━━━━━ Data in this exercise ━━━━━
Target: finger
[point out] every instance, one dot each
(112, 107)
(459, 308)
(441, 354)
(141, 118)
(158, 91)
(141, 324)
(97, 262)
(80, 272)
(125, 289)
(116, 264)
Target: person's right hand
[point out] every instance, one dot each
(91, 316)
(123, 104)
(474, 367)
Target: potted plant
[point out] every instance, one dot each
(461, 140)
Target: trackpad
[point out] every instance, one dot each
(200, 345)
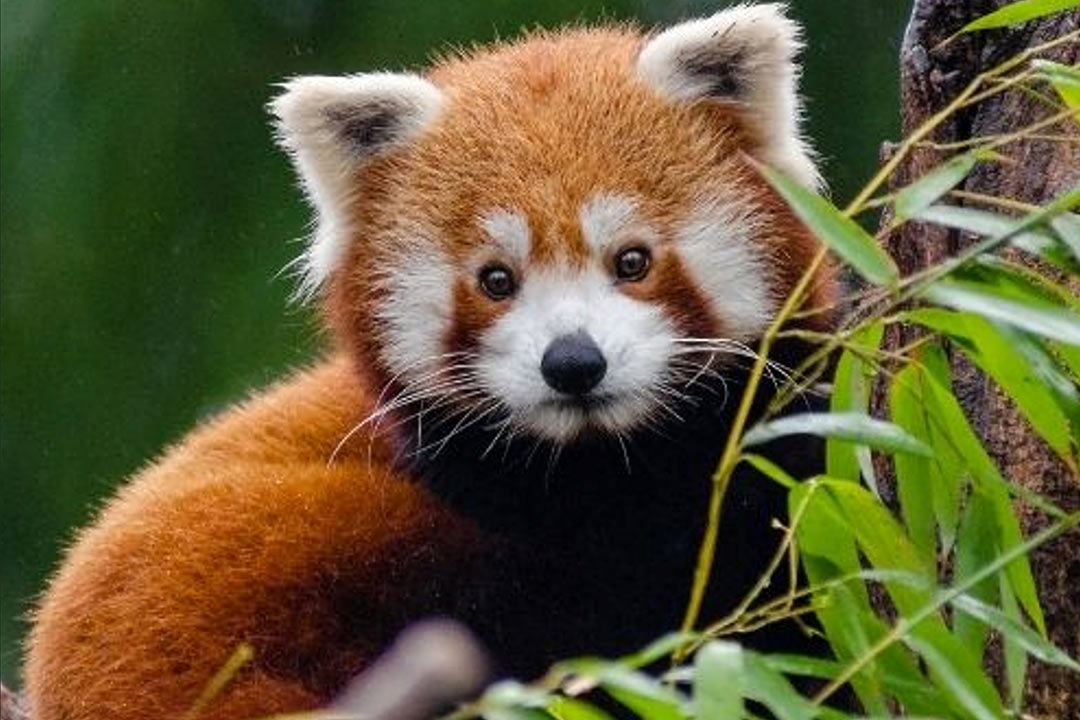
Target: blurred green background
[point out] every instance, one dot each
(145, 213)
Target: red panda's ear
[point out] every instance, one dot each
(743, 56)
(332, 126)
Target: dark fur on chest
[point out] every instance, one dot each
(597, 541)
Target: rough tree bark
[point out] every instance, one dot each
(931, 76)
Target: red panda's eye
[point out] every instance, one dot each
(497, 281)
(632, 263)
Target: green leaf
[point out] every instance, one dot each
(957, 674)
(851, 384)
(637, 691)
(569, 708)
(912, 690)
(770, 470)
(915, 484)
(983, 300)
(1020, 282)
(1013, 651)
(719, 681)
(514, 714)
(991, 225)
(1064, 78)
(920, 194)
(837, 231)
(1031, 641)
(1021, 366)
(953, 421)
(658, 649)
(854, 426)
(772, 690)
(1018, 12)
(976, 545)
(1067, 227)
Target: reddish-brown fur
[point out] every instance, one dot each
(244, 531)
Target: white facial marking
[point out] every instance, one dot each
(416, 311)
(635, 338)
(320, 124)
(608, 219)
(743, 55)
(510, 231)
(720, 250)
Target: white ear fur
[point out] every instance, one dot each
(331, 126)
(744, 56)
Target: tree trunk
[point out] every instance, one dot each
(931, 76)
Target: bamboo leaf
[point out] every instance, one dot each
(914, 481)
(837, 231)
(1064, 78)
(658, 649)
(991, 225)
(569, 708)
(770, 470)
(1015, 13)
(1031, 641)
(984, 300)
(920, 194)
(851, 394)
(962, 437)
(772, 690)
(719, 681)
(1013, 651)
(957, 674)
(976, 545)
(854, 426)
(1067, 227)
(1045, 395)
(639, 692)
(912, 690)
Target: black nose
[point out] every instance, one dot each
(572, 364)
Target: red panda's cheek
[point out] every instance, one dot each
(471, 315)
(671, 288)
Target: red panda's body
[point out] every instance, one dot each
(536, 261)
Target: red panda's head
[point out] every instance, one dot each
(561, 231)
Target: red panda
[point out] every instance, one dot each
(542, 263)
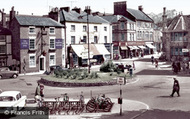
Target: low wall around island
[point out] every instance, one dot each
(68, 84)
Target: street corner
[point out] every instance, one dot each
(129, 105)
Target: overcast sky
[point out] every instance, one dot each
(42, 7)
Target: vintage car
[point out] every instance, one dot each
(5, 72)
(13, 99)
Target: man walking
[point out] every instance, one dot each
(176, 87)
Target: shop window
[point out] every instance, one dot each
(32, 60)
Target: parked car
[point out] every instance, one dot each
(12, 99)
(5, 72)
(52, 68)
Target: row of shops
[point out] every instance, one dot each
(131, 49)
(98, 53)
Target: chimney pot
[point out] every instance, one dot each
(140, 8)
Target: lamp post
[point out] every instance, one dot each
(87, 10)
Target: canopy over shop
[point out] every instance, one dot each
(98, 54)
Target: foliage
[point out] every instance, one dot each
(108, 67)
(74, 74)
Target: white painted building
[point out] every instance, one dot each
(76, 30)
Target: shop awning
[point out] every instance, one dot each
(131, 47)
(135, 47)
(123, 48)
(142, 47)
(78, 49)
(93, 49)
(150, 46)
(102, 49)
(81, 51)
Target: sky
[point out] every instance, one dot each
(42, 7)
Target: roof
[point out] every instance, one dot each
(180, 23)
(9, 93)
(4, 31)
(37, 21)
(73, 16)
(139, 15)
(115, 18)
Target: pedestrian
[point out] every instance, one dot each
(133, 65)
(37, 93)
(81, 98)
(179, 66)
(175, 69)
(65, 97)
(176, 87)
(156, 63)
(152, 59)
(42, 92)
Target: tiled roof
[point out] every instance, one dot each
(73, 16)
(139, 15)
(37, 21)
(4, 31)
(180, 23)
(115, 18)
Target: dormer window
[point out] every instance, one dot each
(32, 30)
(52, 30)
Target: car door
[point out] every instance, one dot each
(8, 73)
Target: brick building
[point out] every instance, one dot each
(37, 42)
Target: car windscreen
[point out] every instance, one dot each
(6, 98)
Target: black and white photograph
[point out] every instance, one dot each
(82, 59)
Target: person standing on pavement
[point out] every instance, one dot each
(156, 63)
(37, 93)
(133, 65)
(152, 59)
(176, 87)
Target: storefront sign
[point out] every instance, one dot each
(58, 43)
(185, 50)
(24, 43)
(121, 80)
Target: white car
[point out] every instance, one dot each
(13, 99)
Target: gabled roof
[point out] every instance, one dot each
(37, 21)
(4, 31)
(115, 18)
(139, 15)
(180, 23)
(73, 16)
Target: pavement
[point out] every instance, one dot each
(128, 105)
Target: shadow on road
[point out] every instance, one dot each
(165, 96)
(155, 72)
(150, 114)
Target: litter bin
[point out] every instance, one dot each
(131, 71)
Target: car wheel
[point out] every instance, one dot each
(14, 76)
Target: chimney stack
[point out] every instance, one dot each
(120, 8)
(12, 13)
(164, 18)
(54, 14)
(78, 10)
(67, 9)
(87, 10)
(141, 8)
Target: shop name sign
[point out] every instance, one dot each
(24, 43)
(121, 80)
(185, 50)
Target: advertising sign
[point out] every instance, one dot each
(121, 80)
(58, 43)
(24, 43)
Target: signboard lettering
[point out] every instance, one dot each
(58, 43)
(24, 43)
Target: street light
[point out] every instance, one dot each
(87, 10)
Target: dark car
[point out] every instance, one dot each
(52, 68)
(5, 72)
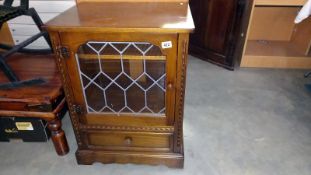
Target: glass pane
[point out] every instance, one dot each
(123, 77)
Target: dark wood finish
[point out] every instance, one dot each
(58, 136)
(125, 138)
(220, 30)
(40, 101)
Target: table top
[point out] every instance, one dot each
(27, 67)
(125, 16)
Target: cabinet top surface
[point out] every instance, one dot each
(125, 17)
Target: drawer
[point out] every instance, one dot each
(131, 141)
(48, 5)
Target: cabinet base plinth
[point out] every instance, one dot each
(88, 157)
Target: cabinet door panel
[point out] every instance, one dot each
(127, 76)
(219, 25)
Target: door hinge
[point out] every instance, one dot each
(64, 52)
(77, 109)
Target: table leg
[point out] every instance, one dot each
(58, 136)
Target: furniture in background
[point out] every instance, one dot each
(220, 30)
(274, 40)
(251, 33)
(45, 101)
(123, 67)
(8, 12)
(23, 27)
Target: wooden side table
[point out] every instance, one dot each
(43, 101)
(123, 66)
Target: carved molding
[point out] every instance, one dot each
(73, 115)
(181, 95)
(129, 128)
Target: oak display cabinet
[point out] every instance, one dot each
(123, 66)
(274, 40)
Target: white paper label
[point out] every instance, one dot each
(166, 44)
(24, 126)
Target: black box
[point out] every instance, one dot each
(26, 129)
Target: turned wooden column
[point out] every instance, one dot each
(58, 136)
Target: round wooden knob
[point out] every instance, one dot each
(127, 140)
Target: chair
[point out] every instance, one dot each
(8, 12)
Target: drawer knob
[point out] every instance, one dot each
(128, 140)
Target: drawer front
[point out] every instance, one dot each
(131, 141)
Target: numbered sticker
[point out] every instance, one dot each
(166, 44)
(24, 126)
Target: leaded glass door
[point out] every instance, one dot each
(124, 79)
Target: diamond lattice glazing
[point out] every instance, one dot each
(113, 82)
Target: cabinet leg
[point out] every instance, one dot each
(58, 137)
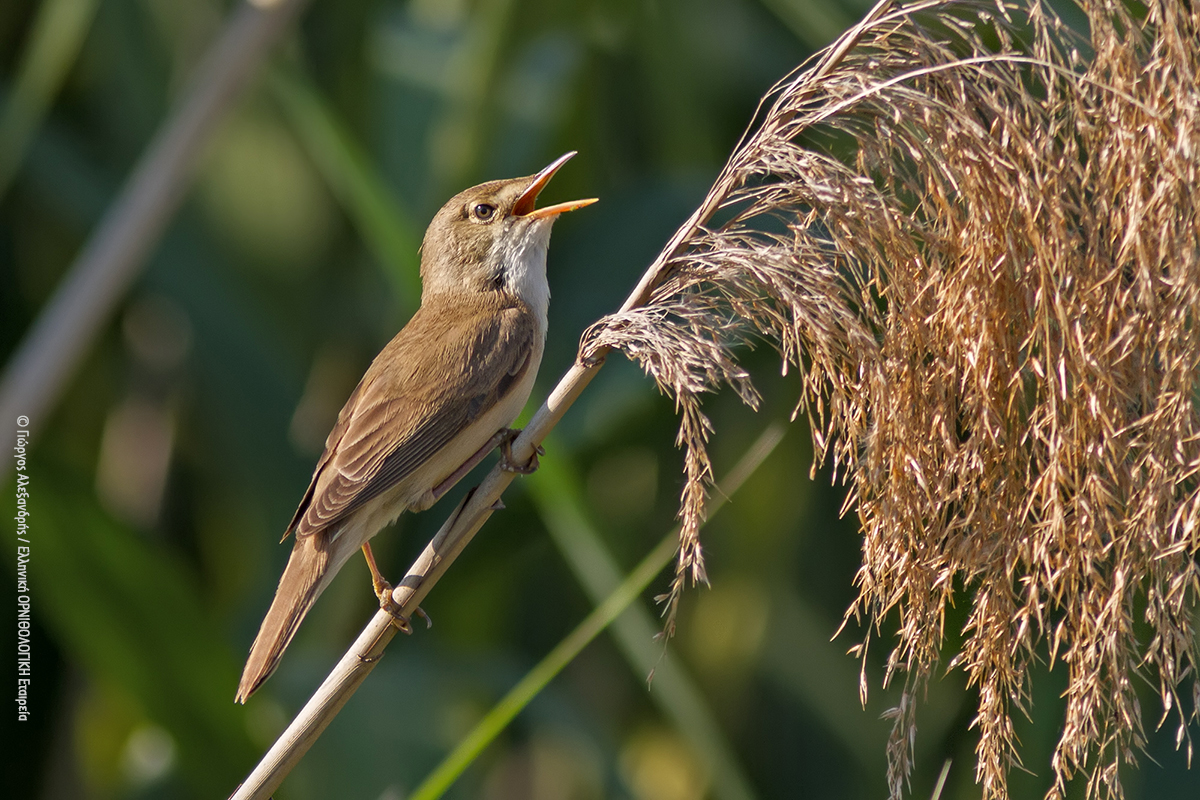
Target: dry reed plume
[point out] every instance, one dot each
(977, 236)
━━━━━
Transcribe the records above exactly, omitting every picture they contain.

Target: finger
[point out] every instance, one dot each
(112, 107)
(459, 308)
(441, 354)
(141, 118)
(158, 91)
(141, 324)
(97, 262)
(80, 272)
(125, 289)
(116, 264)
Target: person's right hand
[point out] every instance, one dot each
(91, 316)
(123, 104)
(474, 367)
Target: potted plant
[point out] every instance, one dot each
(461, 140)
Target: trackpad
[point out] every instance, one dot each
(200, 345)
Target: blurred green background
[point out] every instance, one dot each
(145, 213)
Target: red panda's ear
[point out] every instance, one dot each
(743, 56)
(332, 126)
Target: dark fur on chest
[point out] every instance, one dot each
(597, 541)
Target: rough tree bark
[point out] every instance, one dot each
(931, 76)
Target: red panda's eye
[point out] every instance, one dot each
(497, 281)
(632, 263)
Target: green leaf
[point out] every instance, one dot each
(957, 674)
(851, 384)
(637, 691)
(569, 708)
(912, 690)
(770, 470)
(915, 484)
(983, 300)
(1020, 282)
(1013, 651)
(719, 681)
(514, 714)
(991, 225)
(1064, 78)
(920, 194)
(837, 231)
(1031, 641)
(1021, 366)
(953, 421)
(658, 649)
(854, 426)
(772, 690)
(1018, 12)
(976, 545)
(1067, 227)
Target: reddish-brown fur
[point out] every instance, one dot each
(244, 531)
Target: white facial marking
[point out] every instance, one dot each
(416, 311)
(635, 338)
(320, 124)
(608, 219)
(743, 55)
(510, 231)
(720, 250)
Target: white ear fur
[point out] every instance, one dot each
(331, 126)
(744, 56)
Target: tree trunk
[point out] every instance, one dot each
(931, 76)
Target: bamboo leaf
[point out] every instance, one dot each
(914, 481)
(837, 231)
(1064, 78)
(658, 649)
(991, 225)
(569, 708)
(770, 470)
(1015, 13)
(1031, 641)
(984, 300)
(920, 194)
(851, 394)
(962, 437)
(772, 690)
(719, 681)
(1013, 651)
(957, 674)
(976, 545)
(854, 426)
(1067, 227)
(1045, 395)
(639, 692)
(912, 690)
Target: black nose
[point out] every instance, one dot each
(572, 364)
Target: red panda's cheek
[point out] every instance, one dot each
(471, 315)
(671, 288)
Target: red panda's body
[point out] every instance, one dot each
(536, 261)
Target: red panda's head
[point out] every instance, one dot each
(561, 231)
Target: red panda
[point out] every instance, one dot each
(542, 263)
Target: low wall around island
[point out] every instance, one dot each
(68, 84)
Target: street corner
[point out] every instance, one dot each
(129, 105)
Target: overcast sky
[point out] every instance, one dot each
(42, 7)
Target: vintage car
[point out] every instance, one dot each
(5, 72)
(13, 99)
Target: man walking
[point out] every instance, one dot each
(176, 87)
Target: shop window
[point out] every instance, one dot each
(32, 60)
Target: parked car
[point out] every instance, one dot each
(12, 99)
(5, 72)
(52, 68)
Target: row of shops
[point out] every instance, one dot each
(131, 49)
(98, 53)
Target: chimney pot
[point out] every instance, one dot each
(140, 8)
Target: lamp post
[point out] every instance, one dot each
(87, 10)
Target: canopy over shop
[point out] every instance, one dot each
(98, 54)
Target: foliage
[point out] every instance, one dot each
(108, 67)
(74, 74)
Target: white painted building
[point out] every instance, one dot each
(76, 30)
Target: shop awning
[point out] every instance, one dot each
(131, 47)
(135, 47)
(123, 48)
(142, 47)
(78, 49)
(93, 49)
(150, 46)
(102, 49)
(81, 51)
Target: sky
[point out] every instance, one dot each
(42, 7)
Target: roof
[point out] every instance, one dot each
(180, 23)
(9, 93)
(4, 31)
(37, 21)
(73, 16)
(139, 15)
(115, 18)
Target: pedestrian
[point out] every instance, one dot each
(133, 65)
(37, 93)
(81, 98)
(179, 66)
(175, 69)
(65, 97)
(176, 87)
(156, 63)
(152, 59)
(42, 92)
Target: tiled roof
[point out] every instance, one dot each
(73, 16)
(139, 15)
(37, 21)
(4, 31)
(180, 23)
(115, 18)
Target: dormer window
[point out] every instance, one dot each
(32, 30)
(52, 30)
Target: car door
[point out] every instance, one dot each
(8, 73)
Target: brick building
[point out] every instance, one dot each
(37, 42)
Target: car windscreen
[point out] every instance, one dot each
(6, 98)
Target: black and white photograph
[point out] every instance, one dot each
(82, 59)
Target: person standing on pavement
[point out] every instance, one dot each
(156, 63)
(37, 93)
(133, 65)
(152, 59)
(176, 87)
Target: storefront sign
[point out] every instance, one dot each
(58, 43)
(185, 50)
(24, 43)
(121, 80)
Target: white car
[point out] every instance, one dot each
(13, 99)
Target: gabled roof
[point out] every instance, one dot each
(37, 21)
(4, 31)
(115, 18)
(139, 15)
(180, 23)
(73, 16)
Target: pavement
[point out] every instance, one dot each
(128, 105)
Target: shadow on road
[point out] every instance, one dot each
(165, 96)
(155, 72)
(150, 114)
Target: litter bin
[point out] every instance, one dot each
(131, 71)
Target: car wheel
[point out] every instance, one dot each
(14, 76)
Target: chimney stack
[point out] every instance, one dot each
(120, 8)
(12, 13)
(164, 18)
(54, 14)
(78, 10)
(67, 9)
(87, 10)
(141, 8)
Target: shop name sign
[point out] every instance, one dot each
(24, 43)
(121, 80)
(185, 50)
Target: advertising sign
[point out] every instance, one dot each
(121, 80)
(58, 43)
(24, 43)
Target: signboard lettering
[point out] every instance, one dot each
(58, 43)
(24, 43)
Target: street light
[point out] every instance, one dot each
(87, 10)
Target: dark car
[point out] every instance, one dot each
(52, 68)
(5, 72)
Target: glass pane
[point out] every instance, one dot each
(123, 77)
Target: dark wood finish
[point out] every instance, one dot each
(58, 136)
(125, 138)
(220, 30)
(40, 101)
Target: table top
[point out] every instance, one dot each
(27, 67)
(125, 16)
Target: cabinet top surface
[point out] every instance, one dot each
(125, 17)
Target: drawer
[point out] every instance, one dot each
(131, 141)
(48, 5)
Target: cabinet base plinth
[point out] every instance, one dot each
(88, 157)
Target: cabinet door panel
[point out] every instance, one dot each
(127, 76)
(219, 25)
Target: door hinge
[point out] every instance, one dot each
(64, 52)
(77, 109)
Target: table leg
[point out] every instance, one dot each
(58, 136)
Target: furniture in background
[point out] every instance, one dot each
(220, 30)
(274, 40)
(251, 33)
(45, 101)
(123, 67)
(8, 12)
(23, 27)
Target: wooden side table
[point out] every instance, one dot each
(43, 101)
(123, 66)
Target: carved molding
[point out] every instance, one dot each
(73, 115)
(181, 95)
(129, 128)
Target: oak display cabinet
[point out] every instance, one dot each
(123, 66)
(274, 40)
Target: white paper label
[point out] every instance, one dot each
(166, 44)
(24, 126)
Target: black box
[point out] every instance, one dot each
(26, 129)
Target: turned wooden column
[point out] every instance, one dot each
(58, 136)
Target: round wooden knob
[point out] every instance, one dot each
(127, 140)
Target: chair
[point out] every instance, one dot each
(8, 12)
Target: drawer knob
[point out] every instance, one dot each
(128, 140)
Target: drawer front
[point out] every instance, one dot each
(131, 141)
Target: numbered sticker
[point out] every instance, one dot each
(166, 44)
(24, 126)
Target: leaded glass door
[point out] every instance, one dot each
(124, 79)
Target: diamond lattice glazing
[point out] every instance, one dot each
(113, 82)
Target: cabinet leg
[point out] every instance, one dot each
(58, 137)
Target: dry reed plume
[point out] every instance, one dot each
(977, 236)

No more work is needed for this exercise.